━━ Records supplied ━━

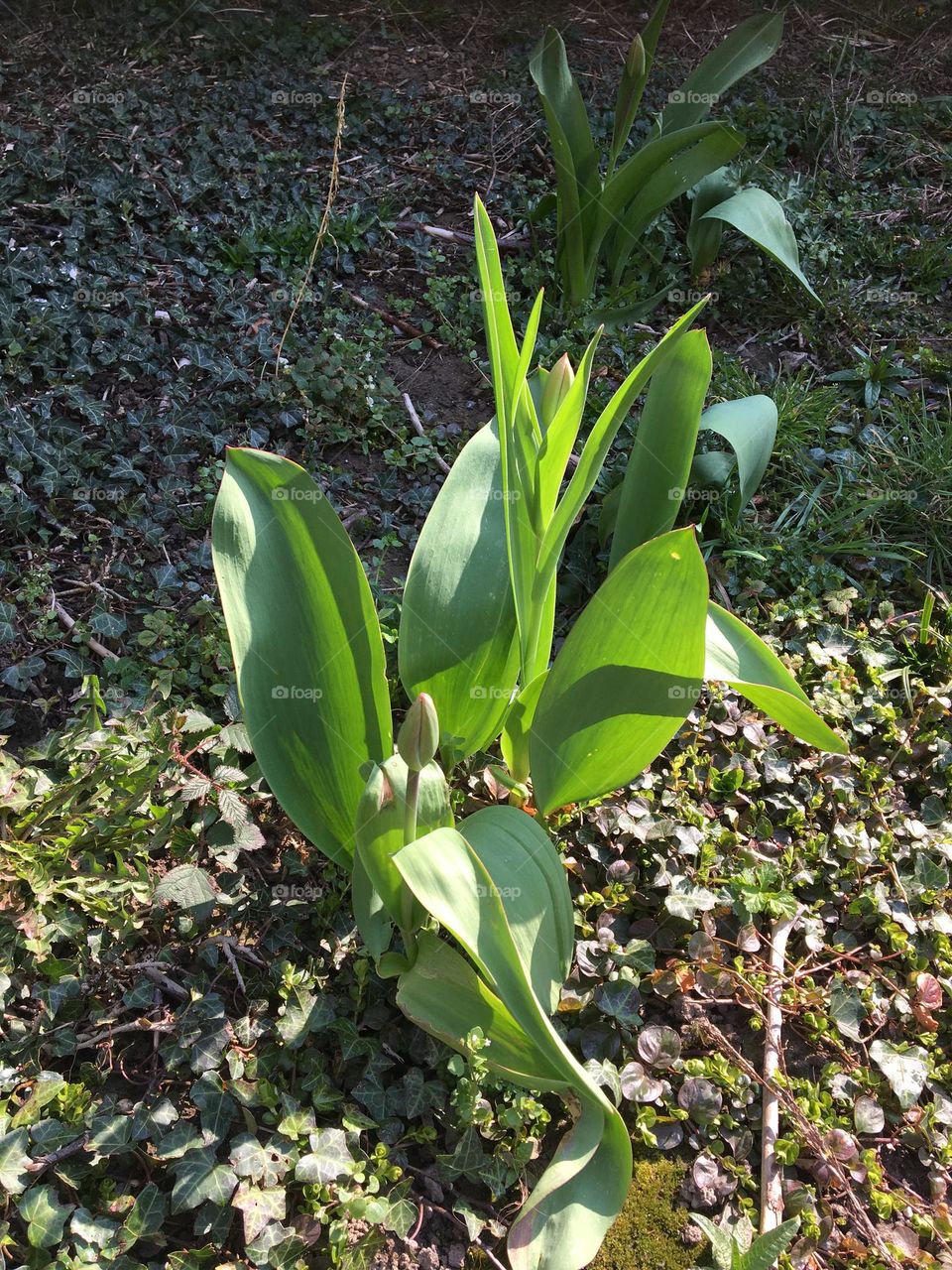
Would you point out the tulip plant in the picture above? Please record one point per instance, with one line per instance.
(603, 209)
(474, 919)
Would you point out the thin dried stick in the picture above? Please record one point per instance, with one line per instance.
(771, 1173)
(400, 322)
(811, 1137)
(322, 226)
(67, 622)
(417, 429)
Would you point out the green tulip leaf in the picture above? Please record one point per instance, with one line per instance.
(626, 677)
(306, 643)
(735, 656)
(457, 626)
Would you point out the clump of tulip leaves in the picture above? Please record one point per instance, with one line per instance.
(474, 919)
(606, 203)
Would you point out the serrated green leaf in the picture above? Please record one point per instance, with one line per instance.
(306, 643)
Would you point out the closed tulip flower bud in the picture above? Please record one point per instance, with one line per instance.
(635, 62)
(417, 738)
(560, 380)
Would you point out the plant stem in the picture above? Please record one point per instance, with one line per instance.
(413, 795)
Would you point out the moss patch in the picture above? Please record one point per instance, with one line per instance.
(649, 1230)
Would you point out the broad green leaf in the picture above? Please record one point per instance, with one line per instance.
(626, 677)
(761, 217)
(45, 1215)
(705, 236)
(598, 444)
(443, 994)
(767, 1247)
(658, 465)
(457, 625)
(669, 182)
(200, 1179)
(529, 876)
(515, 740)
(46, 1088)
(735, 656)
(574, 155)
(372, 920)
(906, 1069)
(565, 1219)
(381, 825)
(630, 180)
(148, 1214)
(749, 425)
(259, 1206)
(329, 1157)
(720, 1239)
(306, 643)
(186, 888)
(746, 49)
(109, 1134)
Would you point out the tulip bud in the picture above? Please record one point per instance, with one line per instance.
(560, 380)
(417, 738)
(635, 62)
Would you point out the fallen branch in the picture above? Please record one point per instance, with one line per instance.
(460, 238)
(400, 322)
(714, 1035)
(417, 429)
(67, 622)
(771, 1171)
(141, 1025)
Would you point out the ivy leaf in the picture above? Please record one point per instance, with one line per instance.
(109, 1134)
(148, 1214)
(620, 1000)
(329, 1157)
(847, 1008)
(13, 1161)
(45, 1215)
(906, 1070)
(198, 1178)
(658, 1047)
(259, 1206)
(216, 1107)
(302, 1014)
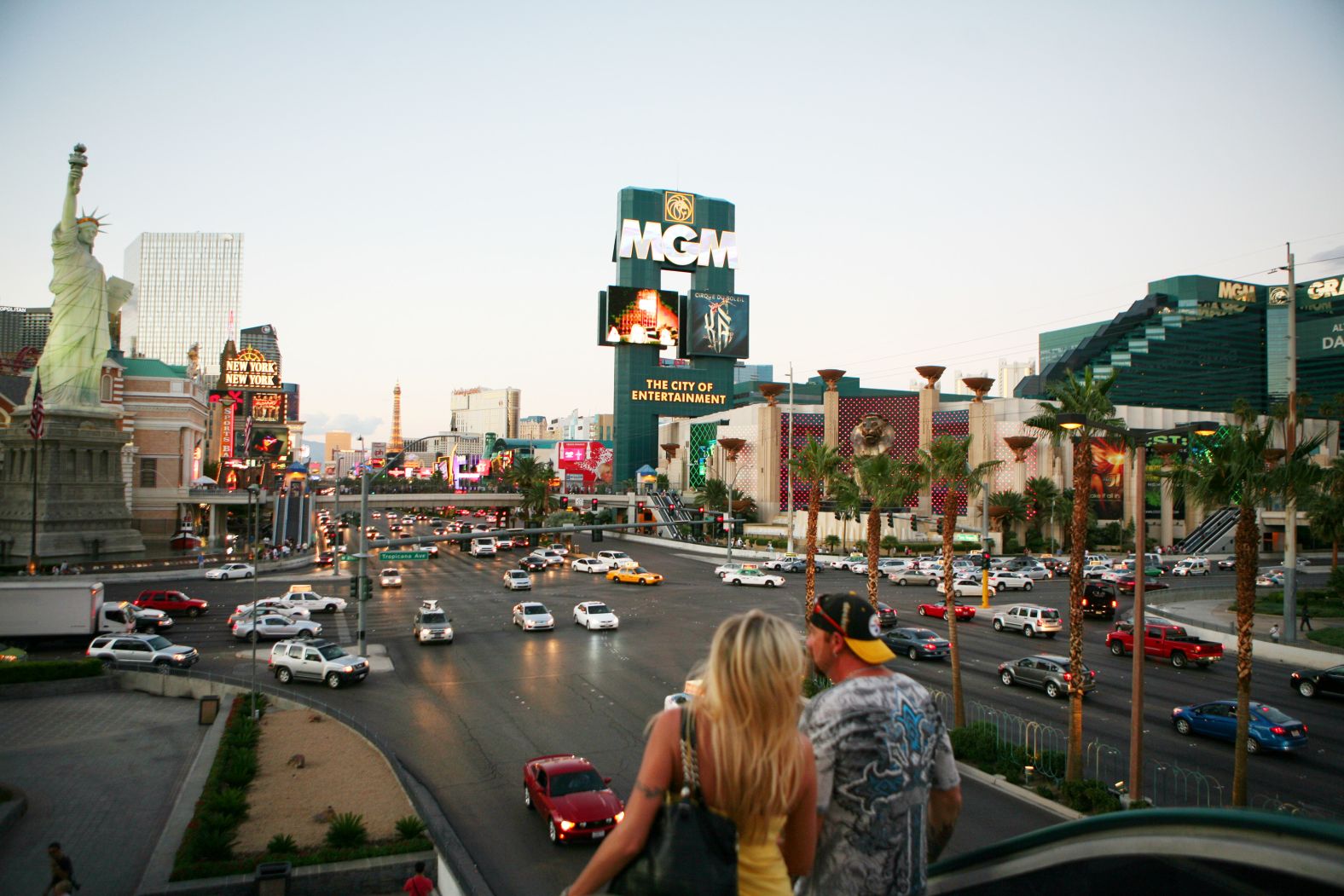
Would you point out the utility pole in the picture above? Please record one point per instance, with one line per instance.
(1289, 446)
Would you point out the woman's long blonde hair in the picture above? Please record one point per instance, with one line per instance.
(753, 697)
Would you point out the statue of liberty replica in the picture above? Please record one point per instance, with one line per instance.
(62, 490)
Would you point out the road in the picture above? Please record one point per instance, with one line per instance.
(466, 716)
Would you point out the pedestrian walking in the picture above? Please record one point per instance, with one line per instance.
(887, 786)
(418, 884)
(62, 872)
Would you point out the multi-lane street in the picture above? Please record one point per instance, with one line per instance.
(466, 716)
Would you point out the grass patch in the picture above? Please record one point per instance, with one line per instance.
(49, 671)
(1330, 637)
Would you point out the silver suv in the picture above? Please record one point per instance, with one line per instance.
(145, 649)
(1030, 620)
(316, 662)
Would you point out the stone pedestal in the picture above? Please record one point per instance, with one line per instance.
(82, 508)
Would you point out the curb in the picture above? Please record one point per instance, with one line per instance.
(1020, 793)
(12, 810)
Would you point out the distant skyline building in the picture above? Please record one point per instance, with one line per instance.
(187, 292)
(485, 410)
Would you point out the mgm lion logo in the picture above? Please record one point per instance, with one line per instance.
(872, 436)
(679, 207)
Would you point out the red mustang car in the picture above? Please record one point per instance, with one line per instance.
(940, 610)
(171, 602)
(574, 800)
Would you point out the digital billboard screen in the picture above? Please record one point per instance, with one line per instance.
(716, 324)
(640, 317)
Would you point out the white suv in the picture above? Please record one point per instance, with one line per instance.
(1030, 620)
(316, 662)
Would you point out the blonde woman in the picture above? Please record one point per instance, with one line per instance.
(754, 765)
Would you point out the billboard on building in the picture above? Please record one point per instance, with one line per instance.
(715, 324)
(639, 317)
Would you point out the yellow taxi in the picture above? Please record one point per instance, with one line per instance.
(634, 575)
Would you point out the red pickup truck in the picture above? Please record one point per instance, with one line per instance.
(1166, 642)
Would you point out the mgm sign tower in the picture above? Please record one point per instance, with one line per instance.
(674, 352)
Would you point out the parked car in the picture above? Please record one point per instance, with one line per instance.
(917, 644)
(576, 802)
(1311, 684)
(144, 649)
(171, 602)
(532, 617)
(1269, 728)
(231, 571)
(316, 662)
(594, 614)
(1047, 672)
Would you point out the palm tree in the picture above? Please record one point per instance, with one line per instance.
(1087, 396)
(884, 483)
(947, 460)
(814, 465)
(1237, 471)
(1012, 508)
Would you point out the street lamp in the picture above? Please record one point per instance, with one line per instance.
(1138, 436)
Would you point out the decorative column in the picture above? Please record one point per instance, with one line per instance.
(1166, 529)
(928, 405)
(831, 408)
(768, 452)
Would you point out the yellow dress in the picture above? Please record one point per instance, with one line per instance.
(761, 870)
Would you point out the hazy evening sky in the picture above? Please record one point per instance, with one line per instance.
(427, 189)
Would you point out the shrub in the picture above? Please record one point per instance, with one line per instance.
(408, 828)
(281, 845)
(49, 671)
(347, 830)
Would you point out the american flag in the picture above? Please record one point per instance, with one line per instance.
(38, 419)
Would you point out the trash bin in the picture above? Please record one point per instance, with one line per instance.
(273, 879)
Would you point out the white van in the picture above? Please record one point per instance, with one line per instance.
(1192, 566)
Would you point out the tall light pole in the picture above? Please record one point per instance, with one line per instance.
(1140, 438)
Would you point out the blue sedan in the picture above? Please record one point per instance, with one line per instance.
(1269, 728)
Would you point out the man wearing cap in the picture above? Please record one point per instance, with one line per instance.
(887, 786)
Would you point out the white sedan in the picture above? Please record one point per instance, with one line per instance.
(754, 576)
(231, 571)
(594, 614)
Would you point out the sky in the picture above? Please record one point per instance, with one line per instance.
(427, 189)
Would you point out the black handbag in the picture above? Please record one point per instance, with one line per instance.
(691, 851)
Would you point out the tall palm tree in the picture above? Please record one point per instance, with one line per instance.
(884, 483)
(814, 465)
(1236, 471)
(947, 460)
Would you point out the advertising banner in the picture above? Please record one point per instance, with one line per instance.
(715, 324)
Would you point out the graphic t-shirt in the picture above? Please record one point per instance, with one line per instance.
(881, 744)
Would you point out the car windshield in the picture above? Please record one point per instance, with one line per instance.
(576, 782)
(1271, 714)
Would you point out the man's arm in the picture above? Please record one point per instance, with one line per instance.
(944, 809)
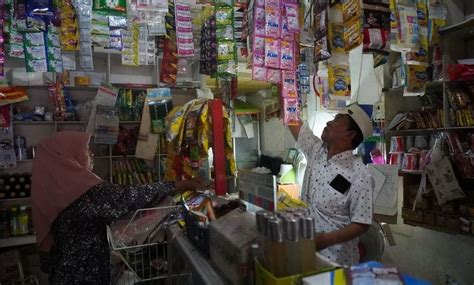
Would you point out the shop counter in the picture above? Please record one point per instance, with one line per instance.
(199, 266)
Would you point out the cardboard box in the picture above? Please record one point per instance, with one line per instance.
(230, 238)
(292, 189)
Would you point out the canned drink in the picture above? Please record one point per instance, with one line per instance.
(396, 159)
(48, 116)
(397, 144)
(409, 141)
(21, 154)
(432, 141)
(410, 161)
(20, 142)
(423, 160)
(421, 142)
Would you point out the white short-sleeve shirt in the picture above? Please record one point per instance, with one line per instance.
(331, 209)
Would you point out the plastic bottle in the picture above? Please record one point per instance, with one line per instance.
(23, 221)
(14, 223)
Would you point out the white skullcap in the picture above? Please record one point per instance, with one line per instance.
(361, 118)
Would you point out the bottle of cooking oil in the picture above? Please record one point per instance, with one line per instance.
(23, 221)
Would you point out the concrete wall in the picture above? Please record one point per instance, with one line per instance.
(430, 255)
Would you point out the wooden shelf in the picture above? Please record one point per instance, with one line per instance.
(436, 228)
(34, 123)
(415, 172)
(64, 122)
(463, 29)
(17, 241)
(13, 200)
(421, 131)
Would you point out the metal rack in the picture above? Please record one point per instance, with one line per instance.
(141, 244)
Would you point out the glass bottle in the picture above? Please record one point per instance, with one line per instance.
(23, 221)
(14, 223)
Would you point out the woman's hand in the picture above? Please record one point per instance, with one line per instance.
(194, 184)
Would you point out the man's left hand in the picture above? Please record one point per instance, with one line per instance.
(322, 241)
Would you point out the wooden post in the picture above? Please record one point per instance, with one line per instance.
(218, 147)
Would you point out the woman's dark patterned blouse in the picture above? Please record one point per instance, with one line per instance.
(81, 253)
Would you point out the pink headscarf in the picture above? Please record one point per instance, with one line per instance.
(60, 176)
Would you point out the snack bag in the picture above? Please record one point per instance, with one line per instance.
(287, 60)
(290, 112)
(272, 53)
(416, 78)
(289, 89)
(259, 73)
(272, 22)
(273, 76)
(339, 77)
(292, 12)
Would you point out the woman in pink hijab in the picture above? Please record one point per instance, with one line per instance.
(72, 206)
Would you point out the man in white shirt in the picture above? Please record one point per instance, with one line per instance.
(337, 186)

━━━

## Your objective
Only the lines from the one with "Would you point out the man's left" to the end of the listing are wanted. Print them exactly, keeping both ends.

## Completed task
Would you point out the man's left hand in the picture above? Please record one point per instance, with one line per instance.
(322, 241)
Would you point out the wooden post in the picture above? Please record one point per instance, with one line per instance.
(218, 147)
Would you point out the woman's dark patterned blouse in the picture above? Please record one point per instance, with one line per instance.
(81, 253)
Would you point out the pink headscarf in the picture above? Please record one point per instance, with one line per instance.
(60, 176)
Would you point out the snack bag in the picture above? Please record one point per instance, with one line per instance.
(287, 60)
(290, 112)
(272, 53)
(416, 78)
(289, 89)
(259, 73)
(272, 22)
(273, 76)
(339, 77)
(292, 12)
Would you point out the woman in pink hijab in the picture above? Please record one point per instance, with one line per instance.
(72, 206)
Would you point out the man in white shirt in the picture above? Please record one point per instance, with one line per instance.
(337, 186)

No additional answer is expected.